##### PROVIDED PASSAGE #####
Last month, the Supreme Court heard argument in DC v. Wesby, the justices’ latest case on Fourth Amendment civil suits for damages. This time, the facts involve the arrest of twenty-one people who were attending what even their attorneys call a “licentious” house party. Wesby draws into sharp relief the role of perspective in Fourth Amendment litigation. As Justice Kagan noted during oral argument, the appropriate legal rule seems to change depending on whether we adopt the perspective of the arresting officers or the party-going arrestees.
In a forthcoming paper entitled “Fourth Amendment Fairness” (draft available here), I argue for a perspectival shift in Fourth Amendment doctrine that is consistent with the line of reasoning that Kagan and other justices explored in the Wesby argument. The paper provides a “contractualist” account of Fourth Amendment fairness in general; but in this post, I’ll focus on the perspectival issues raised in Wesby, without all the philosophical trappings.
#####
* _GIVEN PROBLEM 1_: According to the passage on DC v. Wesby, why does the case bring the role of perspective in Fourth Amendment litigation into sharp relief?
* _GIVEN PROBLEM 2_: Extend the passage on DC v. Wesby with the next paragraph or two, picking up after its final sentence.
##### DATA SECTION #####
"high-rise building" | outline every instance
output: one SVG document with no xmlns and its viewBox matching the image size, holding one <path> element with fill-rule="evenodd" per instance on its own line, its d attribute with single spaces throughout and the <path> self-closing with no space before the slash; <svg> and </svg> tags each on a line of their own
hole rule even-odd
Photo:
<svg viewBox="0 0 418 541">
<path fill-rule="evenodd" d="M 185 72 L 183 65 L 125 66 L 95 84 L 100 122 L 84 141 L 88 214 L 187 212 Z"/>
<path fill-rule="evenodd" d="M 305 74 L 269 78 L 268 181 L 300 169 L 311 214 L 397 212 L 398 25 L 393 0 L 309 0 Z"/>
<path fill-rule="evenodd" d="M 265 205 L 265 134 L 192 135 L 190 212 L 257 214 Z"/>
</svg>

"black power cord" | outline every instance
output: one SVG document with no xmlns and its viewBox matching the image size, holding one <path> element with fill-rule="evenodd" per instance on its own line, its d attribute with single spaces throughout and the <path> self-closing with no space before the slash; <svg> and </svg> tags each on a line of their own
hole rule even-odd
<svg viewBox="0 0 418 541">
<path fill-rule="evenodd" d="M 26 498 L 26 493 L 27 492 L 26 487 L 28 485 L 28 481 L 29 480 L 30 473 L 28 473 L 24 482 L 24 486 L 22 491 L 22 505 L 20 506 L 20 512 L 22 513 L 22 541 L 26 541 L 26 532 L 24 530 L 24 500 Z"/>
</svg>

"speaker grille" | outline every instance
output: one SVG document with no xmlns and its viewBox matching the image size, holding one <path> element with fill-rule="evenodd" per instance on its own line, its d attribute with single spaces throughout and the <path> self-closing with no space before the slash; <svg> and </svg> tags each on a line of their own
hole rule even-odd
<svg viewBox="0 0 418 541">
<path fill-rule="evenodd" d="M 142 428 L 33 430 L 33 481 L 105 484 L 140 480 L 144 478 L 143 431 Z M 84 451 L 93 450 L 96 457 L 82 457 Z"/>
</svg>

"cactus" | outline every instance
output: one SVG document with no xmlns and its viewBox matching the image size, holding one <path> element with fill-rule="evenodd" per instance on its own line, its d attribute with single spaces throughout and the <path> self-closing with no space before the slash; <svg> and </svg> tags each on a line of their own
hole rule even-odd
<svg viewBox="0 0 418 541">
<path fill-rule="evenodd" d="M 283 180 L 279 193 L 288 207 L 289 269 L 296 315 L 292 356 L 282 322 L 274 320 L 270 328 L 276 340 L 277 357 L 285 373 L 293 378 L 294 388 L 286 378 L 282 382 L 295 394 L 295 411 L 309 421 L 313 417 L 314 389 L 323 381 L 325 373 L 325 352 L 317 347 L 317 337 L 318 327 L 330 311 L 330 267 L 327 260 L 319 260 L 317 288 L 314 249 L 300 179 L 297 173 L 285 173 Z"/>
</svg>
#####
* _TASK RESPONSE 1_: As Justice Kagan noted during oral argument, the appropriate legal rule seems to change depending on whose perspective is adopted: that of the arresting officers or that of the party-goers who were arrested.

* _TASK RESPONSE 2_:
Here’s a simplified version of the facts in Wesby. After being alerted to a party in a recently vacant house, police learned that the house’s owner had not given permission for the party. Believing that the partygoers were breaking the law, the officers arrested them. But partygoers had told the police that they had been invited by someone who purported to reside in the house. Those statements tee up the key legal issue: did the police have probable cause to believe that the partygoers knew or should have known that they lacked lawful permission to enter—in which case, the police would have probable cause to arrest for trespass?
On the merits, the partygoers-turned-plaintiffs argued that the police lacked probable cause to arrest and so violated the Fourth Amendment. And to overcome qualified immunity, the plaintiffs further argued that no reasonable officer could have thought probable cause was present. The plaintiffs prevailed in the trial court, winning damages and fees of around $1 million. The DC Circuit affirmed, reasoning that the police lacked probable cause as to the mens rea required for trespass. In other words, the police lacked probable cause that the partygoers knew, or should reasonably have known, that they were unlawfully present.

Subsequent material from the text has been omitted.